# New Pics - September 26, 2007



## TAWhatley (Mar 6, 2001)

http://www.rims.net/2007Sep26

Terry


----------



## TerriB (Nov 16, 2003)

Sure hope those geese are able to make the adjustment. That would be a large load for you if they needed rehoming!
Cute little ducks, right at the adorable scruffy stage!
Nicely vigorous squeaker - what a cutie!
Lucas is looking fine and dandy, even if he saves most of his sweet talk for when the camera's off!


----------



## stach_n_flash (Mar 15, 2006)

Very cute pictures, Ive been waiting for you to post more.  I just love your pictures.

You have some very cool ducks and geese I wish we had a pond/ lake like that arround here.

Also Some very beautiful pigeons.

Quick Question for you. 

Ive been debating getting a pair of parlor rollers, as they are not selling at my work and need homes. But the cage is on the ground so when they do there little flip thing, they often get crud in there eyes. Well the female of the pairs bottum eye lid is swollen. Is this from crud or what? Should I put teromiacin on it?


----------



## TAWhatley (Mar 6, 2001)

stach_n_flash said:


> Very cute pictures, Ive been waiting for you to post more.  I just love your pictures.
> 
> You have some very cool ducks and geese I wish we had a pond/ lake like that arround here.
> 
> ...


Thanks, Michael! I truly don't go looking for most of the ones that end up here .. it just works out that way.

To do:
Decide whether each statement agrees with the new-pictures thread above, answering yes or no and quoting the words that settle it: 1. TerriB says the little ducks are at the scruffy stage. 2. stach_n_flash has a pond or lake like that nearby. 3. The parlor rollers' cage sits on the ground.

Records shown:
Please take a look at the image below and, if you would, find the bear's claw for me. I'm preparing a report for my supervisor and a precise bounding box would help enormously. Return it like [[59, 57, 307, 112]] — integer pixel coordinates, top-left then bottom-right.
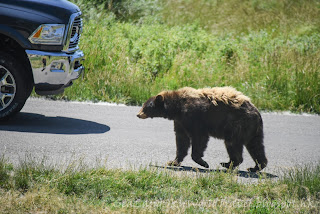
[[220, 162, 234, 169]]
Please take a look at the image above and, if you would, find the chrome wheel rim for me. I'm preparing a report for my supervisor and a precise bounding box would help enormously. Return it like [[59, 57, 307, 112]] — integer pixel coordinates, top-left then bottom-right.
[[0, 65, 17, 111]]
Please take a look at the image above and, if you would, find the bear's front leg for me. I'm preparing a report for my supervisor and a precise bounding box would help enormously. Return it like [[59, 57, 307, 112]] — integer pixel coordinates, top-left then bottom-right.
[[167, 121, 190, 166]]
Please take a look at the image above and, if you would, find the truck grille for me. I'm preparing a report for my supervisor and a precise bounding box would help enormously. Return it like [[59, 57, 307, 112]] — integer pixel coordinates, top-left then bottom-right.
[[69, 16, 82, 50]]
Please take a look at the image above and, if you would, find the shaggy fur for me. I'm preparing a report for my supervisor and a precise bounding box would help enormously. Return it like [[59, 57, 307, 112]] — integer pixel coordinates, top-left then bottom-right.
[[137, 87, 267, 172]]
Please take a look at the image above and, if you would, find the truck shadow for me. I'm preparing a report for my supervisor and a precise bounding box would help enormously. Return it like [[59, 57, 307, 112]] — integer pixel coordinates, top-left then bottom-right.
[[150, 165, 278, 179], [0, 112, 110, 135]]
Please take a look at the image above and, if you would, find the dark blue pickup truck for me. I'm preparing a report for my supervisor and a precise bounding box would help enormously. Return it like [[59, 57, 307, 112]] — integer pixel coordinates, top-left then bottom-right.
[[0, 0, 84, 120]]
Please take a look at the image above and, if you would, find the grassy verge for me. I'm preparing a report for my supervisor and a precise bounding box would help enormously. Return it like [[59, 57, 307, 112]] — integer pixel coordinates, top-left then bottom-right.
[[0, 155, 320, 213], [42, 0, 320, 113]]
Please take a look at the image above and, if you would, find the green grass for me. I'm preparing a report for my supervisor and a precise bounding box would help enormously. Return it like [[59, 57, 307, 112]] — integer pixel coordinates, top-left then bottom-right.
[[47, 0, 320, 114], [0, 157, 320, 213]]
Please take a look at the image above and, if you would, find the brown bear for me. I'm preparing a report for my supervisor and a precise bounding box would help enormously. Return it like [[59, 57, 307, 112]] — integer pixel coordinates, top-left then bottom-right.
[[137, 87, 268, 172]]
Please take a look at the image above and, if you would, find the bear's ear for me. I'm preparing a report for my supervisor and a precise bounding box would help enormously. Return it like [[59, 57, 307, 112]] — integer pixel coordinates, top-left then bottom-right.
[[156, 94, 164, 103]]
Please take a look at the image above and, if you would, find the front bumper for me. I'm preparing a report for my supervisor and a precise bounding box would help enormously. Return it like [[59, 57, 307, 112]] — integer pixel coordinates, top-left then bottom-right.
[[26, 50, 84, 95]]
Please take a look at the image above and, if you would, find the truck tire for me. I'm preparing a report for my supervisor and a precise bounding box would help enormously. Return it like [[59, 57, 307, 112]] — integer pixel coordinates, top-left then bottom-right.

Exercise answer:
1. Yes: "Cute little ducks, right at the adorable scruffy stage!"
2. No: "I wish we had a pond/ lake like that arround here."
3. Yes: "But the cage is on the ground"